Write out all of the rows below without changing a single character, keeping each one on its own line.

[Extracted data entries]
+++

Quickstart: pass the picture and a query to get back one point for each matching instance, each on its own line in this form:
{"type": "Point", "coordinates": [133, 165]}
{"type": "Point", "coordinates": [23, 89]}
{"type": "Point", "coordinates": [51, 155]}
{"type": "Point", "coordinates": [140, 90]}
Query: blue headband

+++

# Finished answer
Quickstart: pass the picture and a query to get back one point for each matching instance, each on its own line in this form:
{"type": "Point", "coordinates": [133, 165]}
{"type": "Point", "coordinates": [23, 89]}
{"type": "Point", "coordinates": [51, 155]}
{"type": "Point", "coordinates": [140, 90]}
Query: blue headband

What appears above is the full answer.